**Records provided**
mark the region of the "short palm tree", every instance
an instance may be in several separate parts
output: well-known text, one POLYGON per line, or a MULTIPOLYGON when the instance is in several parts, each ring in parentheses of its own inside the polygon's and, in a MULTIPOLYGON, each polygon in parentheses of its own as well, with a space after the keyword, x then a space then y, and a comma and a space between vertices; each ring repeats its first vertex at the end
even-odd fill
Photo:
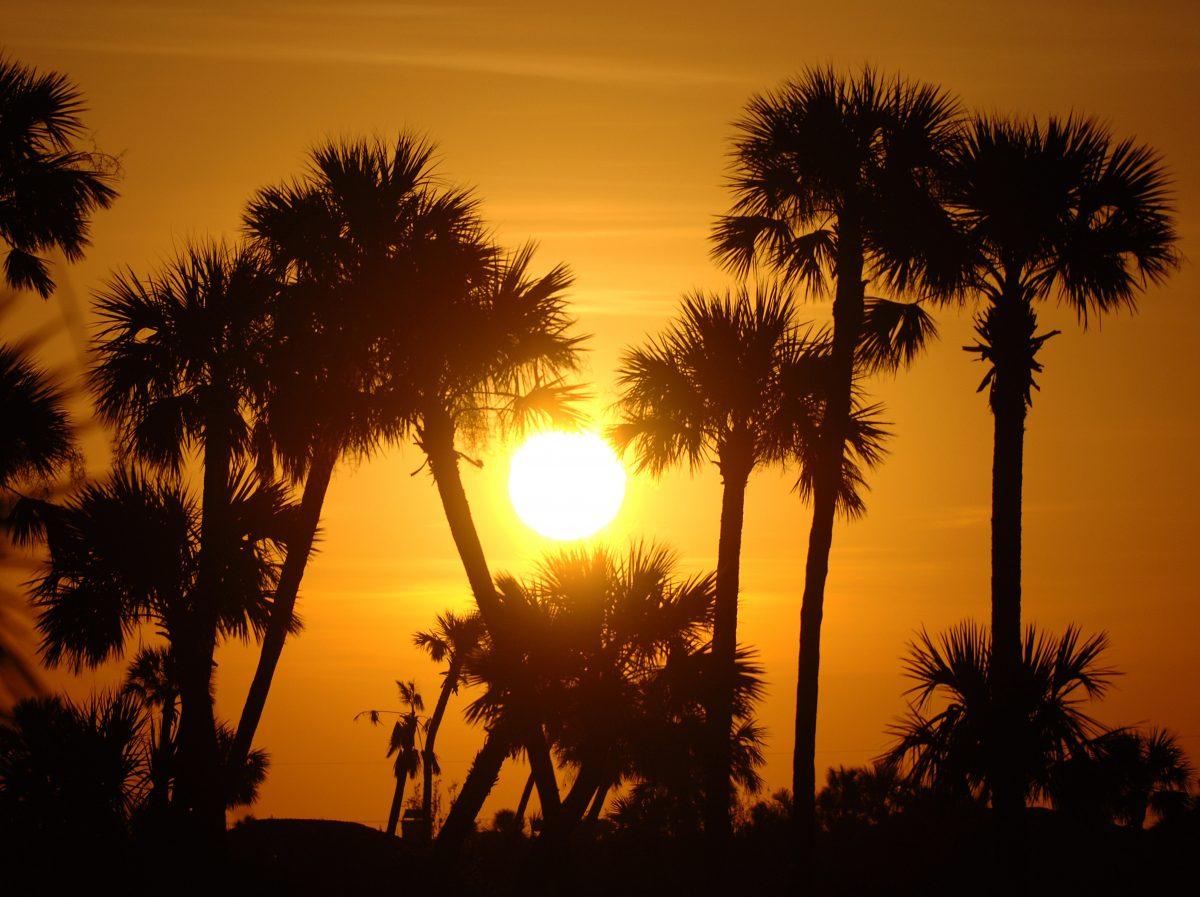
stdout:
POLYGON ((391 339, 411 326, 429 285, 415 272, 455 277, 486 268, 474 201, 434 181, 434 148, 401 134, 331 141, 309 156, 297 181, 260 190, 245 214, 254 244, 283 288, 266 355, 267 388, 256 430, 266 466, 278 460, 303 482, 300 521, 275 596, 271 625, 238 724, 250 750, 293 627, 296 597, 338 461, 369 455, 402 432, 413 413, 404 383, 384 388, 391 339), (273 457, 272 457, 273 456, 273 457))
POLYGON ((150 741, 149 803, 156 810, 165 808, 171 797, 171 777, 175 753, 175 723, 179 716, 179 675, 174 669, 171 651, 166 646, 143 648, 125 671, 122 690, 135 696, 148 711, 150 741), (154 731, 153 714, 158 714, 154 731))
MULTIPOLYGON (((1044 124, 979 118, 950 169, 949 201, 960 225, 949 245, 965 260, 962 289, 984 301, 979 341, 995 420, 992 452, 992 638, 995 682, 1014 687, 1021 657, 1021 499, 1025 419, 1042 370, 1037 306, 1055 299, 1086 326, 1132 309, 1139 292, 1178 263, 1168 179, 1159 155, 1117 141, 1093 121, 1044 124)), ((945 258, 943 257, 942 261, 945 258)), ((1000 720, 996 738, 1009 738, 1000 720)), ((998 812, 1019 838, 1025 784, 1001 765, 998 812)))
POLYGON ((203 462, 195 613, 176 632, 183 716, 181 775, 206 840, 223 837, 212 702, 223 568, 238 552, 233 466, 250 445, 249 412, 263 382, 274 272, 253 249, 189 246, 148 277, 115 275, 99 294, 101 330, 89 372, 96 409, 123 455, 168 472, 190 448, 203 462), (191 708, 190 711, 188 708, 191 708), (192 777, 195 777, 193 780, 192 777))
POLYGON ((921 632, 905 659, 914 681, 908 715, 891 732, 888 762, 905 769, 914 784, 958 796, 990 798, 995 805, 994 752, 1013 750, 1026 796, 1050 796, 1056 771, 1100 733, 1084 712, 1103 697, 1114 672, 1101 664, 1103 634, 1083 638, 1070 627, 1062 635, 1030 627, 1016 680, 1016 729, 999 745, 996 718, 1006 713, 995 687, 996 664, 986 627, 962 623, 934 638, 921 632))
POLYGON ((0 821, 10 855, 49 860, 63 843, 78 841, 81 861, 120 874, 148 785, 144 728, 141 705, 128 694, 82 704, 60 696, 18 702, 0 721, 0 821))
MULTIPOLYGON (((118 470, 108 480, 85 486, 63 505, 42 505, 32 515, 36 519, 18 531, 29 538, 40 529, 48 548, 33 588, 48 664, 65 663, 73 670, 99 666, 122 656, 142 625, 165 636, 171 660, 167 663, 164 657, 165 666, 155 675, 161 678, 158 673, 165 676, 169 668, 181 699, 178 746, 170 750, 177 758, 171 767, 173 802, 190 818, 203 800, 192 790, 198 777, 195 767, 187 765, 194 760, 184 753, 183 731, 189 713, 204 718, 205 705, 197 711, 188 701, 187 674, 175 658, 181 645, 192 644, 201 613, 207 618, 215 612, 218 638, 261 633, 292 516, 278 488, 258 485, 245 475, 234 481, 228 511, 237 550, 223 559, 215 608, 199 591, 203 515, 195 500, 170 480, 148 478, 136 469, 118 470)), ((159 685, 167 687, 166 682, 159 685)), ((208 709, 211 712, 211 704, 208 709)), ((217 738, 214 721, 214 742, 217 738)), ((212 797, 223 827, 219 744, 215 750, 212 797)))
POLYGON ((421 758, 422 774, 424 775, 421 791, 421 816, 424 820, 425 831, 433 835, 433 776, 437 771, 437 755, 434 753, 437 745, 437 735, 446 715, 446 707, 450 696, 458 693, 462 685, 463 665, 471 652, 479 647, 483 639, 483 620, 478 614, 459 616, 453 611, 438 614, 433 629, 418 632, 413 636, 413 644, 421 648, 434 663, 445 663, 446 670, 442 673, 442 687, 438 691, 437 704, 425 727, 425 747, 421 758))
POLYGON ((395 714, 397 720, 392 724, 392 733, 388 738, 387 755, 395 757, 392 772, 396 776, 396 788, 392 792, 392 803, 388 808, 387 833, 396 834, 396 826, 400 822, 400 813, 404 809, 404 790, 409 779, 415 779, 421 768, 424 752, 418 745, 418 738, 424 726, 421 713, 425 710, 425 700, 417 690, 417 684, 412 680, 401 682, 397 680, 396 688, 400 692, 400 703, 407 710, 364 710, 355 717, 366 716, 373 725, 378 725, 379 719, 385 714, 395 714))
POLYGON ((1104 732, 1059 769, 1051 783, 1057 809, 1077 818, 1141 829, 1150 814, 1185 807, 1194 770, 1166 729, 1104 732))
POLYGON ((83 98, 59 72, 0 57, 0 249, 4 282, 54 292, 44 253, 78 261, 91 216, 117 198, 117 162, 78 148, 83 98))
MULTIPOLYGON (((712 656, 718 680, 732 675, 746 486, 755 469, 815 451, 824 347, 797 329, 791 297, 762 289, 751 297, 695 294, 679 318, 647 346, 625 353, 618 371, 617 446, 632 447, 639 470, 659 474, 686 463, 716 465, 721 475, 720 539, 712 656)), ((876 449, 860 417, 850 441, 876 449)), ((730 682, 732 683, 732 679, 730 682)), ((705 827, 717 845, 730 827, 732 688, 714 688, 708 718, 711 768, 705 827)))
POLYGON ((740 275, 757 266, 814 295, 833 292, 820 442, 809 462, 813 517, 800 614, 792 792, 803 869, 811 868, 815 836, 825 581, 857 378, 911 361, 931 330, 918 306, 870 299, 865 287, 915 283, 933 254, 945 218, 938 173, 958 119, 956 102, 931 85, 870 69, 852 77, 809 70, 750 102, 734 145, 735 202, 714 233, 714 255, 740 275))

**What needs to be done**
Reproduce each line from the listing above that includes the word "several".

**Response to this task**
an instance may be in several separate parts
output: well-known text, one POLYGON per line, or a MULTIPOLYGON when the instance is in several parts, each ring in parentheses of its own inside the polygon's and, in a MULTIPOLYGON, each polygon in parentheses of its own as well, with a space after the keyword, x then a space then y, and a comma and a space between vertices; each ring repeats its first vertex at the end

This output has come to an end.